◆ **Reading passage**:

****

Professors ‘Miss Old-School Cheating’ In The AI Era


A couple of months ago, Dr Jonathan Fine – a lecturer in German Studies – shared an X post that made me laugh, then wince.

“I love normal cheaters now,” the academic wrote. “A student admitted to getting help from a person on an assignment, and I didn’t even penalise him because I was just so happy it wasn’t AI.”

It’s a sentiment I’ve seen echoed by other professors since.

And in a recent TikTok, Dr Steven Buckley, a lecturer in Media Digital Sociology who also helps his university to assess cases of academic misconduct, shared that he’d seen a dissertation with what appeared to be “hallucinated” references.

We spoke to Dr Fine and Dr Buckley about their experiences.

I love normal cheaters now. A student admitted to getting help from a person on an assignment, and I didn’t even penalize him because I was just so happy it wasn’t AI.

— Jonathan Fine (@jonathanbfine) April 25, 2025

Dr Fine says he’s been “paranoid” about machine learning for a long time

Dr Fine, who teaches in a language not native to most of his students, says he doesn’t think his experiences are typical of those teaching the humanities.

“I teach German, so I’ve been paranoid about machine translation ever since I started teaching,” he said.

“That’s always been my default attitude when reading student writing, so AI hasn’t been a major change for me or a big loss of trust in the students.”

Still, he says, “I don’t allow students to use AI, and I tell them at the beginning of class how awkward the conversation is when they’re caught, but they use it anyway.”

He assigns a lot of in-class writing, which means it’s clear when AI has been used by a student. The lecturer says it reads very differently from their usual work.

“When I catch a student using AI, I try to use it as a teaching moment,” he told HuffPost UK.

“I talk to the students about how my job is to help them improve, but I really can’t help a computer. If students were to reoffend, then I’d have to escalate the situation as a violation of academic policies.”

Every justification I come across for the widespread academic use of artificial intelligence presupposes an ideal student user that does not exist. https://t.co/5TF4YNaYpe

— Jonathan Fine (@jonathanbfine) June 19, 2025

Dr Buckley says about 70% of papers he’s seen flagged for academic misconduct seem to involve AI

Dr Buckley, who stressed he was speaking from a purely personal perspective, said that he’s seen the use of AI grow “rapidly” in the past two to three years.

Though his experience with AI has only been in the humanities (Dr Buckley said it may be different for STEM subjects), he says AI “has forced me and many of my colleagues to reconsider how we evaluate what students have learnt in our modules and certainly change the type of assessments we use.”

****

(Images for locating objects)
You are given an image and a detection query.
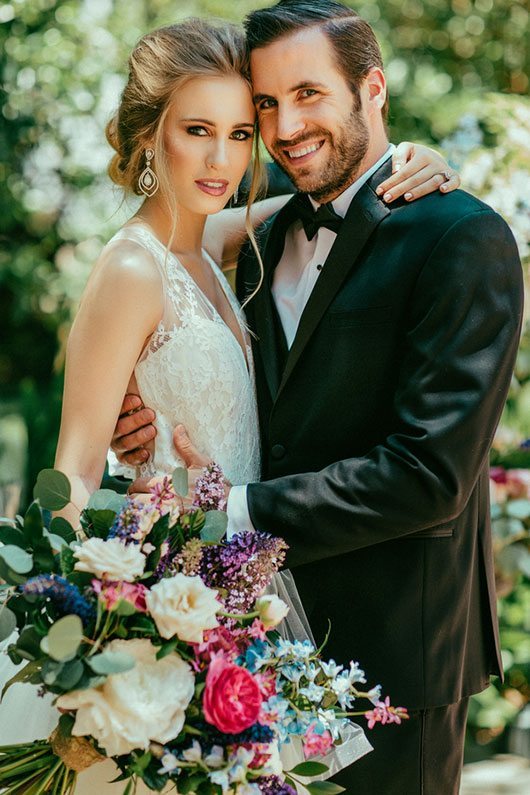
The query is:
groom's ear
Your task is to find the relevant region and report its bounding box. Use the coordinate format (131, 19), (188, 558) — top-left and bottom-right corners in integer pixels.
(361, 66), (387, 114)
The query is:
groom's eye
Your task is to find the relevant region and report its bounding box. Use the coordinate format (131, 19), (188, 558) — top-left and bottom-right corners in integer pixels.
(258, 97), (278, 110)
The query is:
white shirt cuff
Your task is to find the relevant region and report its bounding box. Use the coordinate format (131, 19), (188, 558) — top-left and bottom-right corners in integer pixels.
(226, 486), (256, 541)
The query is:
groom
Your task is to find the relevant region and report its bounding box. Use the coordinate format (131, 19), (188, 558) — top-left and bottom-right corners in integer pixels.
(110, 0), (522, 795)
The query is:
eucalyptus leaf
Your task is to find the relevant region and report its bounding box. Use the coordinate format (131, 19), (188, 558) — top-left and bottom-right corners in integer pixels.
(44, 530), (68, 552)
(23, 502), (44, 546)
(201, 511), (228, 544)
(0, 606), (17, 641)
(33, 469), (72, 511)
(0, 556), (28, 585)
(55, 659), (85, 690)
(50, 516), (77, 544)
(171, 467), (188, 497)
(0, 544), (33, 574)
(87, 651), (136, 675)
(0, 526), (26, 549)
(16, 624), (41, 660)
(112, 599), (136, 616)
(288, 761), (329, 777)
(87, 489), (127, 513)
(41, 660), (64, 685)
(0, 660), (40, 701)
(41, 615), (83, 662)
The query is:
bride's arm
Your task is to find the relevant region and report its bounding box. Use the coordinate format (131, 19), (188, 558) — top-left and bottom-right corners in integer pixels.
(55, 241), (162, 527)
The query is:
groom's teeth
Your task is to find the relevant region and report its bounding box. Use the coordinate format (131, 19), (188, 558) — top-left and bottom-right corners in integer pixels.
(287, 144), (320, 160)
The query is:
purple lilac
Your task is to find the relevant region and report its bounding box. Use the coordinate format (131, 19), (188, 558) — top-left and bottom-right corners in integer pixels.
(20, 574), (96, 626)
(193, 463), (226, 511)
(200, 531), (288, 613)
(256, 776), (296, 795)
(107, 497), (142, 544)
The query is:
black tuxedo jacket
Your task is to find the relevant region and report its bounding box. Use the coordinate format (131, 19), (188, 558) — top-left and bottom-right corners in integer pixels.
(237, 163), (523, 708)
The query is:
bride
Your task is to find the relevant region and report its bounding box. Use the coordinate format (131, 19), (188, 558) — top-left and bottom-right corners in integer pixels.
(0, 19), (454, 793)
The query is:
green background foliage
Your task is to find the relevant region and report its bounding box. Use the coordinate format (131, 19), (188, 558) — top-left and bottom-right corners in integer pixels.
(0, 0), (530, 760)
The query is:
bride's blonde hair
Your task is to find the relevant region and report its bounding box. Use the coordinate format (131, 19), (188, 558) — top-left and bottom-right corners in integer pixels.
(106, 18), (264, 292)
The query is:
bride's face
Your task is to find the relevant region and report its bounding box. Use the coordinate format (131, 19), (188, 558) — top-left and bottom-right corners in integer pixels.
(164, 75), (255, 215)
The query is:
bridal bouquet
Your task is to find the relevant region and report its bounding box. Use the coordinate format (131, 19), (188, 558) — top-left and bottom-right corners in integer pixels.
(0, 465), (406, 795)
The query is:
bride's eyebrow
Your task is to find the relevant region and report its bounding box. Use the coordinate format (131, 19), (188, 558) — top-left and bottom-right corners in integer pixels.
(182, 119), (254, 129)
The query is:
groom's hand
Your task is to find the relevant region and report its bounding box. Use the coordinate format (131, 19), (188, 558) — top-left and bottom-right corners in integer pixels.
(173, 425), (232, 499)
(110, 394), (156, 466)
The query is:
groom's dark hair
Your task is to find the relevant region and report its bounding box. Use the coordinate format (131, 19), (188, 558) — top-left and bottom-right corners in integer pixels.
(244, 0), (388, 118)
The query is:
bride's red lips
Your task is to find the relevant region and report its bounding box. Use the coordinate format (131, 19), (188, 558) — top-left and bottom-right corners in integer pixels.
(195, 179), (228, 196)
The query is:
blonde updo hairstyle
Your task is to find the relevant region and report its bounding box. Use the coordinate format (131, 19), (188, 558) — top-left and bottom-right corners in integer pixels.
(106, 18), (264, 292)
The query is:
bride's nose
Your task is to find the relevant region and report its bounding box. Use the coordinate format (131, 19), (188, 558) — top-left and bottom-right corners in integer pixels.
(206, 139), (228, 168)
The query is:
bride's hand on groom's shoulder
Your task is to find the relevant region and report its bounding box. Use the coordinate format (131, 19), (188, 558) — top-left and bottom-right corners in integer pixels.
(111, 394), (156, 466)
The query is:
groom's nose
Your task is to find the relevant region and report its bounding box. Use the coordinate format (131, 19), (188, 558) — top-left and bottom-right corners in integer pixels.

****

◆ **Task statement**: Sum up the article on professors and AI cheating in two sentences.

◆ **Answer section**: Dr Jonathan Fine, a lecturer in German Studies, was so happy that a student had gotten help from a person instead of AI that he didn't penalize him, and when he catches students using AI he tries to make it a teaching moment. Dr Steven Buckley, who helps his university assess academic misconduct cases, says AI use has grown rapidly over the past two to three years and has forced him and many colleagues to rethink how they evaluate students and what kinds of assessments they use.